[Objectif 1] D'après la source, à quelle date la clôture de l'instruction a-t-elle été prononcée ?

[Source]
____________

Par conclusions transmises par RPVA le 21 juillet 2021, la société Genoskin demande à la cour de :

— confirmer le jugement entrepris en ce qu’il a dit le licenciement de la salariée fondée sur une faute grave,

— infirmer le jugement entrepris en ce qu’il l’a condamnée à verser à la salariée les sommes suivantes :

*1 833,86 euros au titre des heures supplémentaires réalisées de janvier 2014 à août 2015 outre les congés payés afférents,

*1 500 euros au titre de l’article 700 du code de procédure civile ainsi qu’aux entiers dépens,

— statuant à nouveau, rejeter l’ensemble des demandes de la salariée,

— condamner Madame Y au paiement de 4 000 euros au titre de l’article 700 du code de procédure civile et aux entiers dépens.

La clôture de l’instruction a été prononcée par ordonnance en date du 27 août 2021.

Pour plus ample exposé des prétentions et moyens des parties, il est renvoyé, conformément à l’article 455 du code de procédure civile, à leurs conclusions ci-dessus mentionnées et datées.

MOTIVATION :

I/ Sur les heures supplémentaires :

L’article L 3171-4 du code du travail prévoit qu’en cas de litige relatif à l’existence ou au nombre d’heures de travail accomplies, l’employeur fournit au juge les éléments de nature à justifier les horaires effectivement réalisés par le salarié . Au vu de ces éléments et de ceux fournis par le salarié au soutien de sa demande, le juge forge sa conviction, après avoir ordonné en cas de besoin, toutes les mesures d’instruction qu’il estime utiles.

Il résulte de ces dispositions, qu’en cas de litige relatif à l’existence ou au nombre d’heures de travail accomplies, il appartient au salarié de présenter, à l’appui de sa demande, des éléments suffisamment précis quant aux heures non rémunérées qu’il prétend avoir accomplies afin de permettre à l’employeur, qui assure le contrôle des heures de travail effectuées, d’y répondre utilement en

produisant ses propres éléments. Le juge forme sa conviction en tenant compte de l’ensemble de ces éléments au regard des exigences rappelées aux dispositions légales et réglementaires précitées.

Après analyse des pièces produites par l’une et l’autre des parties, dans l’hypothèse où il retient l’existence d’heures supplémentaires, il évalue souverainement, sans être tenu de préciser le détail de son calcul, l’importance de celles-ci et fixe les créances salariales s’y rapportant.

Mme Y expose que :

— selon contrats de travail à durée déterminée des 19 octobre et 21 décembre 2011, le temps de travail mensuel était fixé à 169 heures (soit 39 heures hebdomadaires) et la société est redevable envers elle, ayant réglé un taux horaire majoré pour 13,56 heures au lieu de 17,33 heures de octobre 2011 à décembre 2015, la situation ayant été régularisée à compter de janvier 2016,

— elle a accompli des heures supplémentaires au-delà de 39 heures, en semaine, durant le weekend en travaillant certains samedis: 14 en 2014, 3 en 2015 et un en 2016, outre certains dimanches: 9 en 2014 et 3 en 2016.

____________

[Liste des enregistrements]

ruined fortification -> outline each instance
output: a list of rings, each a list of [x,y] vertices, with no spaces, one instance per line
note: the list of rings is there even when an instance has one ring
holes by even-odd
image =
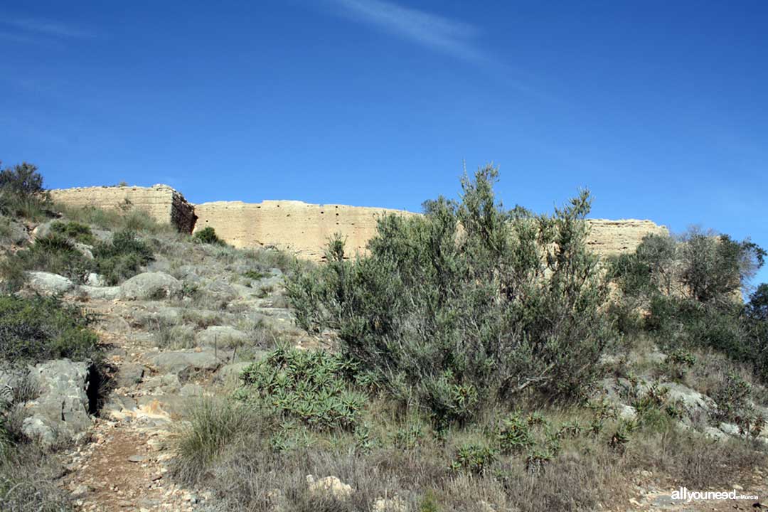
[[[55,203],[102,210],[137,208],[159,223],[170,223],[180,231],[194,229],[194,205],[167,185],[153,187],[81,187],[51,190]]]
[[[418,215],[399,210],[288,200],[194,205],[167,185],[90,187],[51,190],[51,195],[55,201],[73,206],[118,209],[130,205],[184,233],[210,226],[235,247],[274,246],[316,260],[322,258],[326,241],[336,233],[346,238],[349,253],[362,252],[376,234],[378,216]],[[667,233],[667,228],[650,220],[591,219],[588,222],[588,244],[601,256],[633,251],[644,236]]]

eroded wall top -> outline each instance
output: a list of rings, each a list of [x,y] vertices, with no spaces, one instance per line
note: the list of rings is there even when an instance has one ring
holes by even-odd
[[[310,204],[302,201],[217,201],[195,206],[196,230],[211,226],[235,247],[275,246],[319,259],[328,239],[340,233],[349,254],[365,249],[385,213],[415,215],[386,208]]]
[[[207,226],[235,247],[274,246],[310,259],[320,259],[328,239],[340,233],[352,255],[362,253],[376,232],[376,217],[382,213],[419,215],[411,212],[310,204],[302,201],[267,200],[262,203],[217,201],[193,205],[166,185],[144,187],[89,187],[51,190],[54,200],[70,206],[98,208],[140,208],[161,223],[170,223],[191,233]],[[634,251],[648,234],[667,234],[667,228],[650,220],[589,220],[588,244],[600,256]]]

____________

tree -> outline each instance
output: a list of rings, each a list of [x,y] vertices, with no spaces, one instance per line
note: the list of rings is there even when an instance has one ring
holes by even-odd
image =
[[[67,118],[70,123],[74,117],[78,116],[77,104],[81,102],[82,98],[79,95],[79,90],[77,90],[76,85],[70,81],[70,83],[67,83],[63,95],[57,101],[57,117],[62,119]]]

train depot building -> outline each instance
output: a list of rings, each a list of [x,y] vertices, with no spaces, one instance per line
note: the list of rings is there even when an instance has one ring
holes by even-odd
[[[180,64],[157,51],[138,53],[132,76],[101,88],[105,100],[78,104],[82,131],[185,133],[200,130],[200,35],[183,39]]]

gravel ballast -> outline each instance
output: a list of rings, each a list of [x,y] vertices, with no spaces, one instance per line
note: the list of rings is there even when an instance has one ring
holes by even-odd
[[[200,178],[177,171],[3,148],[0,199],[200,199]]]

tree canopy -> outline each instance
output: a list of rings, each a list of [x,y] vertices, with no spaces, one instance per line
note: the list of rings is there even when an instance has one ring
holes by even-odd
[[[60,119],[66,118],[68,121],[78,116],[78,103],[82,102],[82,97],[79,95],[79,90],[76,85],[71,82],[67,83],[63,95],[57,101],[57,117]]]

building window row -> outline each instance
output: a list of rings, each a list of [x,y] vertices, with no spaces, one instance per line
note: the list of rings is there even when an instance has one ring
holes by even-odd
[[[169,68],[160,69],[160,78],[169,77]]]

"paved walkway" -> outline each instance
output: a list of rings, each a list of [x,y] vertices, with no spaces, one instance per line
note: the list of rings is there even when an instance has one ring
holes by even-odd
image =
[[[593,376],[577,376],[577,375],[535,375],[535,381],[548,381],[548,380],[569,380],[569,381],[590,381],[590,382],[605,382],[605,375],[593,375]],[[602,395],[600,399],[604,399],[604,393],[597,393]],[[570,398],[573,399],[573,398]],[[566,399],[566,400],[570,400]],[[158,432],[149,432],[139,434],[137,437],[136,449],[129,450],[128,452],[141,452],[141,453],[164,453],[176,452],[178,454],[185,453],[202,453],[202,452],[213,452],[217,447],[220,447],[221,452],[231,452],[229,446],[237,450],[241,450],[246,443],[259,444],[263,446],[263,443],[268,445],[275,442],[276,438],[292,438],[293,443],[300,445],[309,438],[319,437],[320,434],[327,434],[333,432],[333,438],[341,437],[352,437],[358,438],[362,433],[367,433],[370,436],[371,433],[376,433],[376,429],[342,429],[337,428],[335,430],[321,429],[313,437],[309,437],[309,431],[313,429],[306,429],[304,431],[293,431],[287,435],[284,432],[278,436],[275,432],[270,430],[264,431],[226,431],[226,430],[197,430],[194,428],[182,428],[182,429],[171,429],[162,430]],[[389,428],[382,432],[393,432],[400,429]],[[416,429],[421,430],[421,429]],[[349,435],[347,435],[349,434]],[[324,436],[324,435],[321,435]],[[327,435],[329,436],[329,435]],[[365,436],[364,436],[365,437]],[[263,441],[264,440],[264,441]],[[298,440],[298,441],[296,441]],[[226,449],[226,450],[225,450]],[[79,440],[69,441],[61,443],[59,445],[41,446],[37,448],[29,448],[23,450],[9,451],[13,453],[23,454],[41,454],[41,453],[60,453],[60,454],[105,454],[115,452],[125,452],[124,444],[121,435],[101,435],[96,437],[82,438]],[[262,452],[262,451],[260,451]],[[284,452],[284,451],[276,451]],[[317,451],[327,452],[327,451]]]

____________

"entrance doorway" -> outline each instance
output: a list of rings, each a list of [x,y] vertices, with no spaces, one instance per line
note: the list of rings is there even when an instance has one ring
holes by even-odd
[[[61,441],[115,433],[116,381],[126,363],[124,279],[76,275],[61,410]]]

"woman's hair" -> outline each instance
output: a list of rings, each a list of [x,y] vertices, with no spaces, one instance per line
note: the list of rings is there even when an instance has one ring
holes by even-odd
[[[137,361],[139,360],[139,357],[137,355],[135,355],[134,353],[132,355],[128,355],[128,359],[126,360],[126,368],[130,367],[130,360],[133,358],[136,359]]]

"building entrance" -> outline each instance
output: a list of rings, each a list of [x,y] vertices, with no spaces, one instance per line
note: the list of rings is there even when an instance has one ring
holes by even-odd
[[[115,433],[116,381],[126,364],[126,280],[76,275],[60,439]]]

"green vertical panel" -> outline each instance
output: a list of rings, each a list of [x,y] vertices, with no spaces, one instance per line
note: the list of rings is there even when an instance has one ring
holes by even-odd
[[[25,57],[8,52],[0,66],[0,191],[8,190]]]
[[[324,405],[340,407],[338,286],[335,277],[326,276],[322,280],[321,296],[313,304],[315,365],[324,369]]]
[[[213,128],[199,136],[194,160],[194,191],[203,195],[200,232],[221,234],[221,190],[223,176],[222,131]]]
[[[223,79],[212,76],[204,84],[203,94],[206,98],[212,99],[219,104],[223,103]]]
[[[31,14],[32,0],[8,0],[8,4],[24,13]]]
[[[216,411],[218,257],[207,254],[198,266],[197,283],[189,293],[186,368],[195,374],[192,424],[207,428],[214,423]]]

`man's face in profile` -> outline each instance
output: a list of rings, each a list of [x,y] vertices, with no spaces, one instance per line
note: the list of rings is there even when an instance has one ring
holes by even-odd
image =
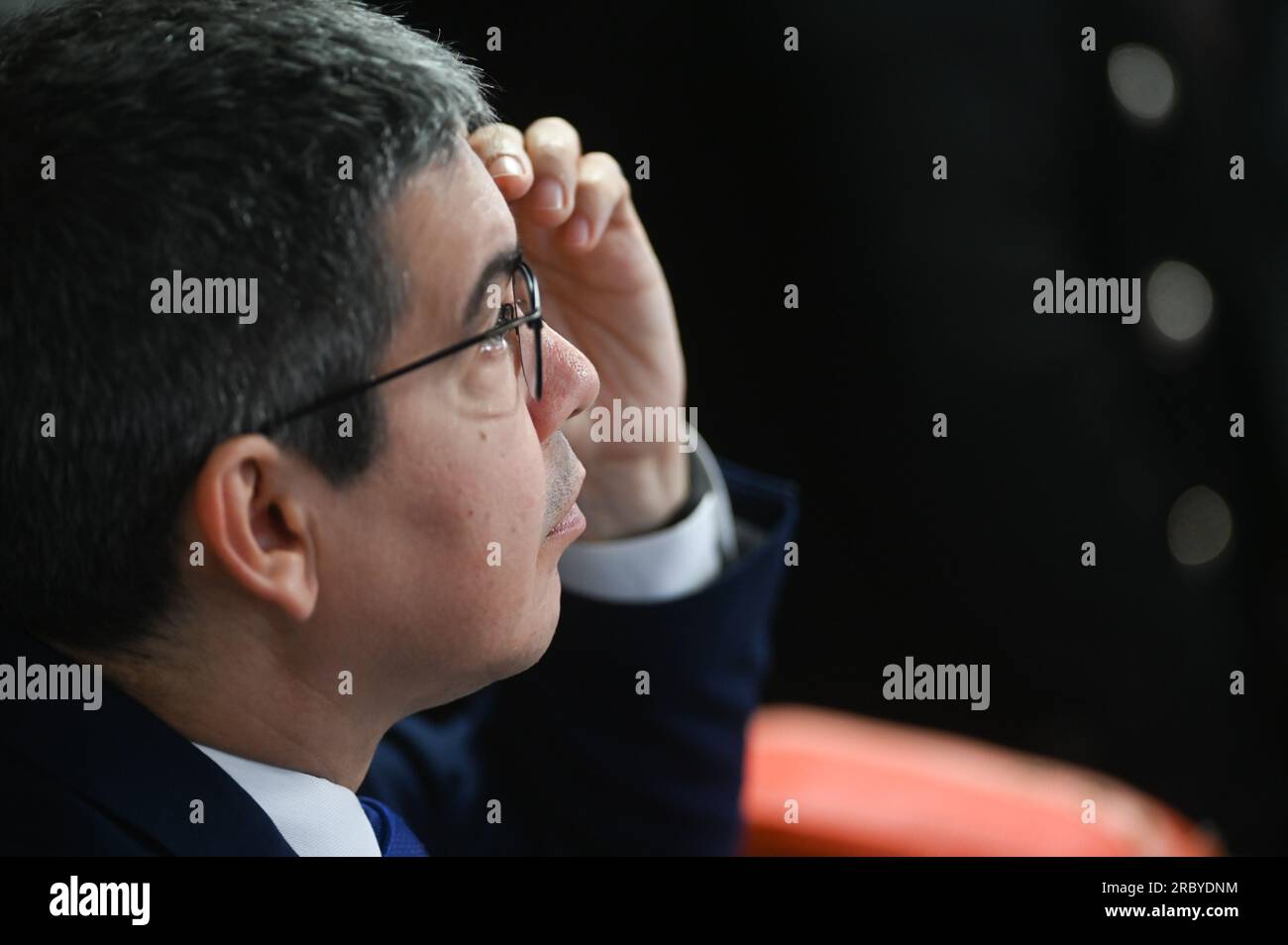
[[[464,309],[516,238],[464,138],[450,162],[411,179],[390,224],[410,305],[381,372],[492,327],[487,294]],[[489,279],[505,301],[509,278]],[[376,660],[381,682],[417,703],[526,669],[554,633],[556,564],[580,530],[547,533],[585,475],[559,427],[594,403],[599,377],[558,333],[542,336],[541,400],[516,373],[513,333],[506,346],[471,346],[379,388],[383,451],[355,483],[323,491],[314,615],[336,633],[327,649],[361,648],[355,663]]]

____________

[Objectif 2] Transcris en CSV à deux colonnes, nommées « consigne » et « reponse », les enregistrements allant de la ligne contenant "tree -> outline each instance" à la ligne contenant "[[[169,68],[160,69],[160,78],[169,77]]]", bornes comprises, avec une ligne par enregistrement. Mets chaque champ entre guillemets et remplace les sauts de ligne par des espaces.

[Réponse complète 1] Le 27 août 2021, par ordonnance.

[Réponse complète 2]
consigne,reponse
"tree -> outline each instance output: a list of rings, each a list of [x,y] vertices, with no spaces, one instance per line note: the list of rings is there even when an instance has one ring holes by even-odd image =","[[[67,118],[70,123],[74,117],[78,116],[77,104],[81,102],[82,98],[79,95],[79,90],[77,90],[76,85],[70,81],[70,83],[67,83],[63,95],[57,101],[57,117],[62,119]]]"
"train depot building -> outline each instance output: a list of rings, each a list of [x,y] vertices, with no spaces, one instance per line note: the list of rings is there even when an instance has one ring holes by even-odd","[[[180,64],[157,51],[138,53],[132,76],[101,88],[105,100],[78,104],[82,131],[185,133],[200,130],[200,35],[183,39]]]"
"gravel ballast -> outline each instance output: a list of rings, each a list of [x,y] vertices, with no spaces, one instance per line note: the list of rings is there even when an instance has one ring holes by even-odd","[[[200,178],[177,171],[3,148],[0,199],[200,199]]]"
"tree canopy -> outline each instance output: a list of rings, each a list of [x,y] vertices, with no spaces, one instance per line note: the list of rings is there even when an instance has one ring holes by even-odd","[[[60,119],[66,118],[68,121],[78,116],[78,103],[82,102],[82,97],[79,95],[79,90],[76,85],[71,82],[67,83],[63,95],[57,101],[57,117]]]"
"building window row -> outline each instance output: a list of rings, each a list of [x,y] vertices, with no spaces, one instance per line note: the list of rings is there even when an instance has one ring holes by even-odd","[[[169,68],[160,69],[160,78],[169,77]]]"